**Excerpt provided:**
···

The Cabinet Secretary for Health and Social Care, commonly referred to as the Health Secretary, is a cabinet position in the Scottish Government. The Cabinet Secretary is responsible for the Health and Social Care Directorates and NHS Scotland.

The Cabinet Secretary is assisted by the Minister for Public Health, Women's Health and Sport, Maree Todd and Minister for Mental Wellbeing and Social Care, Kevin Stewart.

The current Cabinet Secretary is Humza Yousaf, who was appointed in May 2021.

History
The position was created in 1999 as the Minister for Health and Community Care, with the advent of devolution and the institution of the Scottish Parliament, taking over some of the roles and functions of the former Scottish Office that existed prior to 1999. After the 2007 election the Ministerial position was renamed to the Cabinet Secretary for Health and Wellbeing.

···

**Problem statement:** Return the stretch of the passage on Scotland's Health Secretary from "The Cabinet Secretary for Health and Social" through "in May 2021.", copied exactly.

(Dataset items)
···

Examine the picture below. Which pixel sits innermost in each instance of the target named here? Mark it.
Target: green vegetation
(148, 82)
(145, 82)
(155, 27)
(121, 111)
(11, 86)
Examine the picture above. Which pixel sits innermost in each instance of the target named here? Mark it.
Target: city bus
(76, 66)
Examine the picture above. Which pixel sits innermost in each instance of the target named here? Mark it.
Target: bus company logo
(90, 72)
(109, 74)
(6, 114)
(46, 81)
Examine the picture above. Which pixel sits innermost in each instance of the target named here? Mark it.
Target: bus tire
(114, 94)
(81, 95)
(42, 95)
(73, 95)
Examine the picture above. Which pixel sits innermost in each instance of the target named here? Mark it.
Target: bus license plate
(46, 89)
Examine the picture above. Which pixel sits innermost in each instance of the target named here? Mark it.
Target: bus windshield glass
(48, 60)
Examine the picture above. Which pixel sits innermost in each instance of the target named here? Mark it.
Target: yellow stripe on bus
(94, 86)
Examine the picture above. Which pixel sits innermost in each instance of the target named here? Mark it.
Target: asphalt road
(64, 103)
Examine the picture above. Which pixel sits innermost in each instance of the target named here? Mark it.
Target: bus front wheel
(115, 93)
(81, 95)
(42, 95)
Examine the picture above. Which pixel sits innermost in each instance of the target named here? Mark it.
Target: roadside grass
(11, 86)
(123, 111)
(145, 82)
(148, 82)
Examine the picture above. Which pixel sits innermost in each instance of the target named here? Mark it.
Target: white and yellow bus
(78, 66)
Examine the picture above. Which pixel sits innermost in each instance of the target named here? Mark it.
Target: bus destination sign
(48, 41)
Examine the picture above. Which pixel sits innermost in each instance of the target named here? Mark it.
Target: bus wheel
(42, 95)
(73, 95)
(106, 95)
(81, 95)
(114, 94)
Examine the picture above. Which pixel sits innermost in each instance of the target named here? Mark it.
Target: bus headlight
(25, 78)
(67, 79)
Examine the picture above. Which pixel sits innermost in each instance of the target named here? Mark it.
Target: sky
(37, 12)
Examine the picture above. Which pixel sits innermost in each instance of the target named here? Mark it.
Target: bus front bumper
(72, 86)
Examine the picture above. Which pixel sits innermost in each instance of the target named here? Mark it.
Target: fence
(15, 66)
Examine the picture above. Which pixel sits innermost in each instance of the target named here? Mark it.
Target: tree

···

**Answer to the problem:**
The Cabinet Secretary for Health and Social Care, commonly referred to as the Health Secretary, is a cabinet position in the Scottish Government. The Cabinet Secretary is responsible for the Health and Social Care Directorates and NHS Scotland.

The Cabinet Secretary is assisted by the Minister for Public Health, Women's Health and Sport, Maree Todd and Minister for Mental Wellbeing and Social Care, Kevin Stewart.

The current Cabinet Secretary is Humza Yousaf, who was appointed in May 2021.